● **PROBLEM TO SOLVE**
Write the data out again exactly, with every picture removed.

● **Image-grounded pointing data**
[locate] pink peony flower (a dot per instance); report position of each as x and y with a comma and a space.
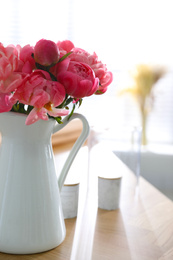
26, 62
46, 52
6, 102
65, 47
78, 79
105, 77
9, 79
39, 91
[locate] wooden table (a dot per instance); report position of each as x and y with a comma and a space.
141, 229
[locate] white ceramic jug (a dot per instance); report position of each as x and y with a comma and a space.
31, 218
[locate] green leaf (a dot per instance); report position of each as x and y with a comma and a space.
58, 119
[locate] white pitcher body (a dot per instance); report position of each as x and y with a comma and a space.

● **SOLUTION TO THIS PROBLEM**
[locate] pink peony flower (a dot per instance); report position of each as x and y with a comma and a space.
26, 62
46, 52
6, 102
65, 47
78, 79
105, 77
9, 79
39, 91
[locate] wooden table (a dot per instance); report position of each as x and y with a comma and a space.
141, 229
[locate] white ceramic jug (a dot per instance); report position of each as x and y with a comma and a space.
31, 218
[locate] green leaf (a dot per instance); report position of each as x and y with a comma and a space.
58, 119
[locate] white pitcher body (a dot per instance); report position of each as x and y with a comma and a space.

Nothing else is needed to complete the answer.